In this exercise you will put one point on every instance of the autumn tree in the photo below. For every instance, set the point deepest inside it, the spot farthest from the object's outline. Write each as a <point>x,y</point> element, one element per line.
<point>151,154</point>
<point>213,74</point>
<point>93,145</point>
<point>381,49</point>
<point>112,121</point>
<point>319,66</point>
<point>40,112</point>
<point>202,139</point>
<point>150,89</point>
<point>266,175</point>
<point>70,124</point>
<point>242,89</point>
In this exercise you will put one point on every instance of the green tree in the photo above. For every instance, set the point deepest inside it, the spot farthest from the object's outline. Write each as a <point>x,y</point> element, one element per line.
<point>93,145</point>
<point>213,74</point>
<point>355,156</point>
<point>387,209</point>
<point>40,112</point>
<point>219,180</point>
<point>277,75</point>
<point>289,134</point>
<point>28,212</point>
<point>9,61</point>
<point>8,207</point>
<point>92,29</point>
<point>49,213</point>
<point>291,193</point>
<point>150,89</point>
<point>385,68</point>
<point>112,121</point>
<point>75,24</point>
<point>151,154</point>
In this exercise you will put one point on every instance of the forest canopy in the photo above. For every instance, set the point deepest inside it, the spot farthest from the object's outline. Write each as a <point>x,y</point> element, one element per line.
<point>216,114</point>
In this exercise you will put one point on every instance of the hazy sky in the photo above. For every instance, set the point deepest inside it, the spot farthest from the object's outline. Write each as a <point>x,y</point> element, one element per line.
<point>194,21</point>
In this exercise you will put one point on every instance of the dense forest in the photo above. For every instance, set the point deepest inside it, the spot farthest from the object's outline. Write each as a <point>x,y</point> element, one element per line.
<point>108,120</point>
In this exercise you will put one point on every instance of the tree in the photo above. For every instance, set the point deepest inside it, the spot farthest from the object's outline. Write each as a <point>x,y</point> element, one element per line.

════════

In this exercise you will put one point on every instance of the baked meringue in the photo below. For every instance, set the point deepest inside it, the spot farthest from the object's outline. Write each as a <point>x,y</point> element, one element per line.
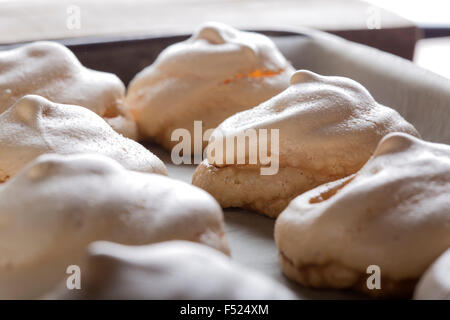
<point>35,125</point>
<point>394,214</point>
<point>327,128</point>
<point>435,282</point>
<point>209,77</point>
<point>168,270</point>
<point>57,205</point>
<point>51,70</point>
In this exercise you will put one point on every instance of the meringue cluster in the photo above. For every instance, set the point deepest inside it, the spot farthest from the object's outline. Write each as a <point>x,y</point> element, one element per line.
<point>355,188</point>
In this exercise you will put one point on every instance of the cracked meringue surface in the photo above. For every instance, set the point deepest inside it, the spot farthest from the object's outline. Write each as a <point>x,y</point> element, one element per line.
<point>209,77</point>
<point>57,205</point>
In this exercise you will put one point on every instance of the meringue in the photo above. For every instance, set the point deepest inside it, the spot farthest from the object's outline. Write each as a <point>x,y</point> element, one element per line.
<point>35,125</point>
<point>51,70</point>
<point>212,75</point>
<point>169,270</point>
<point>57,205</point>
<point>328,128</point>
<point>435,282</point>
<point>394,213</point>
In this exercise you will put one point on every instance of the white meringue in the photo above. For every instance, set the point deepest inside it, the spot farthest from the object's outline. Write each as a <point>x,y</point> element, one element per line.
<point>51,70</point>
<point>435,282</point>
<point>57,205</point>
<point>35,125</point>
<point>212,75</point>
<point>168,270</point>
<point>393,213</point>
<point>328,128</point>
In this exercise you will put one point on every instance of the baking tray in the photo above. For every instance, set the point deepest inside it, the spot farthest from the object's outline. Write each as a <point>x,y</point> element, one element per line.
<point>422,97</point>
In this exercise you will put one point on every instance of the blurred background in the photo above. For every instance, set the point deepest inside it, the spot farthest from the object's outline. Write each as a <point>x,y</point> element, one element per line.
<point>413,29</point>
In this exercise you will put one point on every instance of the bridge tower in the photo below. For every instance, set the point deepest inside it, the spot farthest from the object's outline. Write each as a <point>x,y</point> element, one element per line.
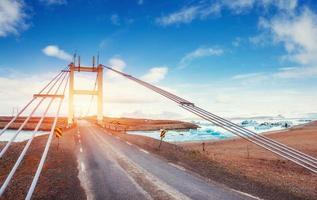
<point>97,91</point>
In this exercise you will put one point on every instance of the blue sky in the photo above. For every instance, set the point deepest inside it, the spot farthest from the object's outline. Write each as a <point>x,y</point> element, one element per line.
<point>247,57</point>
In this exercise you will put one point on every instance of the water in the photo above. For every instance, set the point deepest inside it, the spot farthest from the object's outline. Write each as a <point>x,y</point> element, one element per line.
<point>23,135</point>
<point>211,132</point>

════════

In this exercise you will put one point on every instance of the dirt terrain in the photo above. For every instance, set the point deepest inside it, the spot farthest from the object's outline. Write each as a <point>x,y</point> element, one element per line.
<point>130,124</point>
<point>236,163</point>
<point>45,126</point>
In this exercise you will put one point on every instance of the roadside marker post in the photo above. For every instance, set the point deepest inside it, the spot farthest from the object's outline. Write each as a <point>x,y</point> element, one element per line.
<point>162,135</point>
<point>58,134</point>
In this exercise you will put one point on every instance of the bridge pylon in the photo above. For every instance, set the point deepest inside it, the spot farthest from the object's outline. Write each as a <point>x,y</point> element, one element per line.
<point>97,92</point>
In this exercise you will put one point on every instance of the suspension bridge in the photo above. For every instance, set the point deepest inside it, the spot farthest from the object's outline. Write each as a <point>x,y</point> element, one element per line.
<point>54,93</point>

════════

→ **Exercise instructions**
Give the exact lines, and only those, from the line containing "of the hazy" through the line containing "of the tree" in the entries above.

→ **Exercise result**
In this exercise you will put one point on every instance of the hazy sky in the photo above. For every instance, set the point deepest inside it, the spot farthest from the object's outline. Write each as a <point>x,y</point> element, one element per line.
<point>194,21</point>
In this exercise you will put one point on every instance of the dense forest in the photo above. For every instance, set the point deepest inside it, the spot farthest from the object's outline. Write each as a <point>x,y</point> element, one element per line.
<point>108,120</point>
In this exercise you will put one point on every instance of the tree in the photo above. For every instance, set the point deepest inside it, the spot farthest from the object's outline. Write each as a <point>x,y</point> element, one element per line.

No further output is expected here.